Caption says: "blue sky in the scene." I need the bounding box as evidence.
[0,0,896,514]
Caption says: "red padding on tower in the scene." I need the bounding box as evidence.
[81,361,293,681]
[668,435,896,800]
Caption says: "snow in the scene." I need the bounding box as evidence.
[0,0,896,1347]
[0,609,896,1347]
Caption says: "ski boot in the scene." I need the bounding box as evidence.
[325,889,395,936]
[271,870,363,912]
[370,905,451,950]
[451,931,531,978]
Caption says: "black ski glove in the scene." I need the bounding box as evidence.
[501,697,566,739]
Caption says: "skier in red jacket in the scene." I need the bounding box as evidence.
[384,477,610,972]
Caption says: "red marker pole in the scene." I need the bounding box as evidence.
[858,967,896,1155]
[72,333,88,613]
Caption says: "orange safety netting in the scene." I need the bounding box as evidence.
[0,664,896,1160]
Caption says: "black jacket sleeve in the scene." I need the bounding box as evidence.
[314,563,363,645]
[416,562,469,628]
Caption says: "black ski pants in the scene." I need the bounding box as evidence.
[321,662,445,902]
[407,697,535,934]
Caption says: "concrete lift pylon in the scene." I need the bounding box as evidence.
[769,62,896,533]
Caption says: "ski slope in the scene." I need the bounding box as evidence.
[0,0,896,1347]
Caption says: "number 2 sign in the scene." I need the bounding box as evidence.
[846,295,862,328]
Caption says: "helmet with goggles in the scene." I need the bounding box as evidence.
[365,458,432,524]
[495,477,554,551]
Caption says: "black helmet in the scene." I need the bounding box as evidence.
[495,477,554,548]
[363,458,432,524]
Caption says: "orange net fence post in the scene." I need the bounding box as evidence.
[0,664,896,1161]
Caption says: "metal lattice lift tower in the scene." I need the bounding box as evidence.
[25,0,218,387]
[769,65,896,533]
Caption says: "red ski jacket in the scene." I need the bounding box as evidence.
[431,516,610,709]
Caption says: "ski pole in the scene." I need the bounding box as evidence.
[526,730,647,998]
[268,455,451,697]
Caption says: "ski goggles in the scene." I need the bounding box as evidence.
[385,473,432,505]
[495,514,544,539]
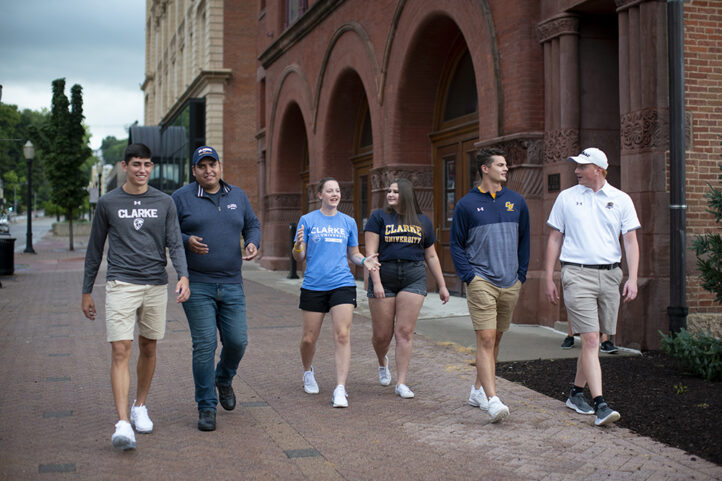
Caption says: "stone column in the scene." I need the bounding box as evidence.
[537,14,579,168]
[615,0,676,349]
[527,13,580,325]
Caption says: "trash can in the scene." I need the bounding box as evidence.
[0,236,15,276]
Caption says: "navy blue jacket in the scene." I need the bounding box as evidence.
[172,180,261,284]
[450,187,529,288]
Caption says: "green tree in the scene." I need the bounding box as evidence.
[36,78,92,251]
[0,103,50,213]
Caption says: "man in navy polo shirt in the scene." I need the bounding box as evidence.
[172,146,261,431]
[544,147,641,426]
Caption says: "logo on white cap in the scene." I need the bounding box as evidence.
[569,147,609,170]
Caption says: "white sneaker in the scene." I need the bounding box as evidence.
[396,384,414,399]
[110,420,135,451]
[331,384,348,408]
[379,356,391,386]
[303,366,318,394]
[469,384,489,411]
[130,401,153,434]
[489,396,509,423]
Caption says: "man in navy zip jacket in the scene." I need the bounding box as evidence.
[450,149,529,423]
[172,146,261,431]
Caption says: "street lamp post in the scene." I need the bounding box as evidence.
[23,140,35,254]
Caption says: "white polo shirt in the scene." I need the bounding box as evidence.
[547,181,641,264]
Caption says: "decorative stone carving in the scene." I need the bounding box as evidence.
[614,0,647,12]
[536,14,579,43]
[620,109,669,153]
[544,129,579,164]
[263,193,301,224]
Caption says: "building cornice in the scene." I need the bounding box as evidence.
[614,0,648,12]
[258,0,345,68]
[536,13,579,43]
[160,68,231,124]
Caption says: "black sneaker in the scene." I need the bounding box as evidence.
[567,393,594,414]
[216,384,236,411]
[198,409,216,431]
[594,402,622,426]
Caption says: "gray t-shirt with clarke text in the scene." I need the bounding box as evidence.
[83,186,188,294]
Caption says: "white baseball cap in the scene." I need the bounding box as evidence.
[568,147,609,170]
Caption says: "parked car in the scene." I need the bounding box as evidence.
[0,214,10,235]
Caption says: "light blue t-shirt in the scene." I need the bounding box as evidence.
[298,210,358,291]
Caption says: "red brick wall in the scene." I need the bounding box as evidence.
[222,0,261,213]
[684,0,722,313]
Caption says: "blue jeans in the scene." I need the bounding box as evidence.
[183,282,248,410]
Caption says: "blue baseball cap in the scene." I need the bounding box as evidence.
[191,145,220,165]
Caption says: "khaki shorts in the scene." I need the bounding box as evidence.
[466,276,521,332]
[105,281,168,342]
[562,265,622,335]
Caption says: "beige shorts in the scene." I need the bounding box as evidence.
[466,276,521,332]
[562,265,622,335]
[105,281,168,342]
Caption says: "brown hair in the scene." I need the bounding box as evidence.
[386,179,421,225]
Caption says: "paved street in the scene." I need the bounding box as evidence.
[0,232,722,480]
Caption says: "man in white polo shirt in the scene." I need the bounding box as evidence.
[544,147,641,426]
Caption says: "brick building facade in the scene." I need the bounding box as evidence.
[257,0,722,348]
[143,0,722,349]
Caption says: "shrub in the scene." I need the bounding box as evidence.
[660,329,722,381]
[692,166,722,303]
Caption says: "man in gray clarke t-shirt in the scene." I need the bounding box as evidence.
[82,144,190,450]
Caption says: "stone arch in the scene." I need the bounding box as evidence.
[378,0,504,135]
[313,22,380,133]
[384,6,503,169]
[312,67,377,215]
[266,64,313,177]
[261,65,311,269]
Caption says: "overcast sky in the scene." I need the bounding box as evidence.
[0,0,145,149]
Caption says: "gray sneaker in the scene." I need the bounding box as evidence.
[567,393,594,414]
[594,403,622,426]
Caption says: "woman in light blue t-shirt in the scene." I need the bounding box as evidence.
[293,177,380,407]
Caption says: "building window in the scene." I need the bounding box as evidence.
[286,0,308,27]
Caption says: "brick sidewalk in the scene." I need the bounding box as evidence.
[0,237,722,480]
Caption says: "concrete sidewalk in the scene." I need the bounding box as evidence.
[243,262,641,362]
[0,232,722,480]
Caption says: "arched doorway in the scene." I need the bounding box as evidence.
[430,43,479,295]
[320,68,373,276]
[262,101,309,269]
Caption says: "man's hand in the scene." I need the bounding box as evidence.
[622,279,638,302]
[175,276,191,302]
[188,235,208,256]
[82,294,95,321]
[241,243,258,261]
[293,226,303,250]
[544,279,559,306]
--
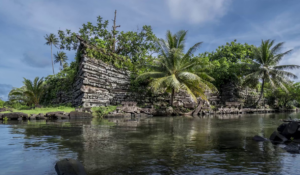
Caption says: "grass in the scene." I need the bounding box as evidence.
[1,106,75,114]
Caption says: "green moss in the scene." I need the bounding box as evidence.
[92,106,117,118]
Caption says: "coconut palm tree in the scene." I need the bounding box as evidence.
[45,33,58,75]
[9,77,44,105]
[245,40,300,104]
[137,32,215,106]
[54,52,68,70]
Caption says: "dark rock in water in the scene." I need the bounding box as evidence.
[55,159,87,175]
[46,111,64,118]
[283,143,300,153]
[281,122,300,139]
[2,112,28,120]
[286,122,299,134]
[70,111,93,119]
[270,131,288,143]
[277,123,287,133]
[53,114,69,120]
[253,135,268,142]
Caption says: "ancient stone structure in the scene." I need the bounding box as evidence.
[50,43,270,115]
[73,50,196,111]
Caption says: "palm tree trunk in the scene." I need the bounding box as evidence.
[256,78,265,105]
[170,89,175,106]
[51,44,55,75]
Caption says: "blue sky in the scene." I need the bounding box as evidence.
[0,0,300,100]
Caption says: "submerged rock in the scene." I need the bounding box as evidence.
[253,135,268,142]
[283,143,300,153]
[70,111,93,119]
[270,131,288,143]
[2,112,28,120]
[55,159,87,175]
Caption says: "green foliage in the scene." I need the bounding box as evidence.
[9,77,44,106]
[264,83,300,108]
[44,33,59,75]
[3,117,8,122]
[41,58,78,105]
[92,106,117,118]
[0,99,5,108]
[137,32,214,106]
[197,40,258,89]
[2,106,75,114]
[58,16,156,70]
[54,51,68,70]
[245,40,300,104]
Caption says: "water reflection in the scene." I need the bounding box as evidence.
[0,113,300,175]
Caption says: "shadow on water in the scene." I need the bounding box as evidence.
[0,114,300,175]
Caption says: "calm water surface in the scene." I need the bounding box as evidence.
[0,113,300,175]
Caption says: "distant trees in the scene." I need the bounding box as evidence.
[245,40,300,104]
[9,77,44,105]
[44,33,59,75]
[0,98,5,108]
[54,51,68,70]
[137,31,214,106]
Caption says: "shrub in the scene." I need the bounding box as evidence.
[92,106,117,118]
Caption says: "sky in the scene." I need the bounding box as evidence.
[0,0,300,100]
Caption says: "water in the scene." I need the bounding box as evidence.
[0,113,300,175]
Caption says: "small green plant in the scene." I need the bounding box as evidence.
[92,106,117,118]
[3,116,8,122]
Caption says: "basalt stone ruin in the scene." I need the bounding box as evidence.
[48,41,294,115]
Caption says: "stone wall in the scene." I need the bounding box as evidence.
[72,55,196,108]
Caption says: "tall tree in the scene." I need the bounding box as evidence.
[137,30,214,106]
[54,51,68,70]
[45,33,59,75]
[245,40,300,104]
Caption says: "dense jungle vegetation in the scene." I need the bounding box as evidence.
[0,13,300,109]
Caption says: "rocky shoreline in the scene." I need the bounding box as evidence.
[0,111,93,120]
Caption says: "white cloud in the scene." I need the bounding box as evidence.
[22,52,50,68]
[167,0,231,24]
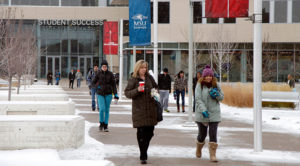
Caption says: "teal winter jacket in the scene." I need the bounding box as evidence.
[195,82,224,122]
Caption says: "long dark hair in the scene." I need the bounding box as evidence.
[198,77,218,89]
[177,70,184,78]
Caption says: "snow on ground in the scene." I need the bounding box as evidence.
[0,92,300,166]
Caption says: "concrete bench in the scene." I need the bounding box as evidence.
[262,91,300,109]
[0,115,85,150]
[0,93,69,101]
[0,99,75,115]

**TASK STATEMENT:**
Arrange everything from the line containing "slope in the" down to the line containing "[0,664,896,1161]", both included, as a JSON list of strings, one string per line, with blank lines left out.

**RESPONSE BELOW:**
[
  "Caption says: \"ski slope in the scene.\" I need the bounding box as evidence.",
  "[0,0,896,1347]",
  "Caption says: \"number 2 sign in the scene.\" I need the bounding box as evidence.",
  "[846,295,862,328]",
  "Caption says: \"helmet with goggles in the scene.\" I need the bounding box as evidence.",
  "[365,458,432,524]",
  "[495,477,554,551]",
  "Caption says: \"black helmet in the scene.\" I need the bounding box as evidence.",
  "[495,477,554,548]",
  "[363,458,432,524]",
  "Caption says: \"orange net fence post in the scene.\" I need the bounding box as evidence.",
  "[0,664,896,1161]"
]